> [Try it] In the text on Meteorological Service Singapore, what two things did the Japanese destroy before surrendering in 1945?

> [Supplied passage]
┌──

Meteorological Service Singapore
- Meteorological Service Singapore logo

Agency overview
- Formed: 1965
- Preceding agencies: Meteorological Branch, Malayan Survey Department; Malayan Meteorological Service;
- Jurisdiction: Government of Singapore
- Headquarters: Room 048-033, 4th storey, Changi Airport Terminal 2, Singapore 819643
- Agency executives: Wong Chin Ling, Director-General; Koh Li-Na, Assistant Chief Executive;
- Parent agency: National Environment Agency
- Website: www.weather.gov.sg

= Meteorological Service Singapore =

Meteorological service of Singapore

Meteorological Service Singapore (MSS) is the national meteorological service of Singapore. It is responsible for gathering and recording weather data across the country, issuing weather forecasts, and performing research into Singapore's weather and climate. It is a division of the National Environment Agency, a statutory board under the Ministry of Sustainability and the Environment.

==History==
Formal record-keeping of weather data in Singapore began in 1869 with the efforts of the Medical Department of the Straits Settlements, whose initial purpose was to investigate a possible link between the spread of diseases and the local weather. A weather station was set up in Outram that year to measure monthly rainfall, marking the beginning of the "climate station" used to compile climatological data for Singapore. The responsibility for collecting weather data was assigned to a new Meteorological Branch under the Malayan Survey Department in 1927. This became the Malayan Meteorological Service (MMS) in 1929, and gained new responsibilities for providing meteorological services (including forecasts and climate research) for the whole of British Malaya. The new MMS was to be headquartered in Fullerton Building. A new "full-scale" weather station was erected at Mount Faber that year and was given the additional task of documenting temperature data, beginning Singapore's official temperature records. In 1934, the climate station and MMS headquarters were moved to Kallang Airport so they could convey more accurate weather information to aircraft.

The MMS functioned as usual during World War II and the Japanese occupation of Singapore in 1942–45. However, the Japanese destroyed the MMS's records and equipment prior to surrendering in 1945; full service was restored only in 1947. Consequently, Singapore's climate records are missing temperature data from 1942–47. With the resumption of full service, the MMS became an independent agency from the Malayan Survey Department. A weather radar with a range of 240 km was set up at Kallang Airport in 1948, and an upper-air observatory was formed in 1953 to study the vertical profile of the atmosphere by releasing weather balloons.

With Singapore's independence from Malaysia in 1965, the observation network in Singapore seceded from the MMS and became Meteorological Service Singapore (MSS), administered by the Deputy Prime Minister's Office. A year later, Singapore (represented by MSS) joined the World Meteorological Organization (WMO). In 1968, administration of MSS was moved to the Ministry of Communications. In 1971, the MSS headquarters and climate station were moved to Paya Lebar Airport, and began receiving satellite imagery the following year. The opening of Changi Airport in 1981 saw the MSS headquarters and climate station relocated there, as well as an upgrade to the weather radar. The move coincided with a "multimillion-dollar computerisation programme" meant to ease the workload on meteorologists.

└──

> [Data extract]

┌──

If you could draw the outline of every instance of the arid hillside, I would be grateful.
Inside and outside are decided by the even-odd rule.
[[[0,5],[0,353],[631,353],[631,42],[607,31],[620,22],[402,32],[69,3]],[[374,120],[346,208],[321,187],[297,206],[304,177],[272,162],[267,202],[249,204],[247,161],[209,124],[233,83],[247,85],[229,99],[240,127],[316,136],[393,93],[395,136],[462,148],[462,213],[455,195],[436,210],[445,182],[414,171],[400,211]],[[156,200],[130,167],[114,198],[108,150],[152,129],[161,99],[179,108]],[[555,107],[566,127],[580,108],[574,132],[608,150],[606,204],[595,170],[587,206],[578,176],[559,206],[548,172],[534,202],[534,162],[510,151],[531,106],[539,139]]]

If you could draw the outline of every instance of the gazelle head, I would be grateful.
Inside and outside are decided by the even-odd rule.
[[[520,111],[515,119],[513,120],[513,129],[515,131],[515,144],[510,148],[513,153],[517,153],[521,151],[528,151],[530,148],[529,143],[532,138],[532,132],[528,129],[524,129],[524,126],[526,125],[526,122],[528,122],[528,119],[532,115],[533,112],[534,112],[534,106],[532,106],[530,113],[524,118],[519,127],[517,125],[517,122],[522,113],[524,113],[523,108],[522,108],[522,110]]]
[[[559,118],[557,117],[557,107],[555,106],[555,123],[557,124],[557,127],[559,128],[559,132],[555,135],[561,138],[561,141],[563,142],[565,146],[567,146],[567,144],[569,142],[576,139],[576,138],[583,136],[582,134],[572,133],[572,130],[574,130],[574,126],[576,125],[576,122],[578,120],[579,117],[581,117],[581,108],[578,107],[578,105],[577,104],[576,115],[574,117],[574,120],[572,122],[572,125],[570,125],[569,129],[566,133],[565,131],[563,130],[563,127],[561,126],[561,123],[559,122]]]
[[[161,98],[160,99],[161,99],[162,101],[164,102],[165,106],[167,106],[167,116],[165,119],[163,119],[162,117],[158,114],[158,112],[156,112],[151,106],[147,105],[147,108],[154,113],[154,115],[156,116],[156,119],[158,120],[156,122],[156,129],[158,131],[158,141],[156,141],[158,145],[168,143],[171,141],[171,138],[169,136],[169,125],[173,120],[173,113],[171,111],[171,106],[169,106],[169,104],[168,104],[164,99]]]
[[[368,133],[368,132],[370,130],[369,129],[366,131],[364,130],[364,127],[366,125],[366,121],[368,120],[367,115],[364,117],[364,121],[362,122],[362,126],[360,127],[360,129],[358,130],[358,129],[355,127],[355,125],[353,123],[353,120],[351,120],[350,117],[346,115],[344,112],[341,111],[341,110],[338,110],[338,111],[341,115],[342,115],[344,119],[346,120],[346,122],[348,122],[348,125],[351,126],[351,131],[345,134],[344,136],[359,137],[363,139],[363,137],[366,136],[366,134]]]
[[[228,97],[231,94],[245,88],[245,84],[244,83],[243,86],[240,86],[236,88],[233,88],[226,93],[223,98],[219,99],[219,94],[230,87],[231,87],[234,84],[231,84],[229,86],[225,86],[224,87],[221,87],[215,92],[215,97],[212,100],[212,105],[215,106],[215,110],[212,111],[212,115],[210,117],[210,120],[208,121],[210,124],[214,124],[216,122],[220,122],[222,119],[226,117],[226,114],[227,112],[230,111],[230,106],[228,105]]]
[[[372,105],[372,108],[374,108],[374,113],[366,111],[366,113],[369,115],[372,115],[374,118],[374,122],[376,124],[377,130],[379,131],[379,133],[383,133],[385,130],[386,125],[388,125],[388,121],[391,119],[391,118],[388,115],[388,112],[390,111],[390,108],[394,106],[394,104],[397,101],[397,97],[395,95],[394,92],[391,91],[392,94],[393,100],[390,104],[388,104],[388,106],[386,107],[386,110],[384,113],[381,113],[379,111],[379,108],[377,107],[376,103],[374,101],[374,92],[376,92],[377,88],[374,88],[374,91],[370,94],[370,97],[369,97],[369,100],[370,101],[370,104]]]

└──

> [Exercise output] They destroyed the Malayan Meteorological Service's records and equipment.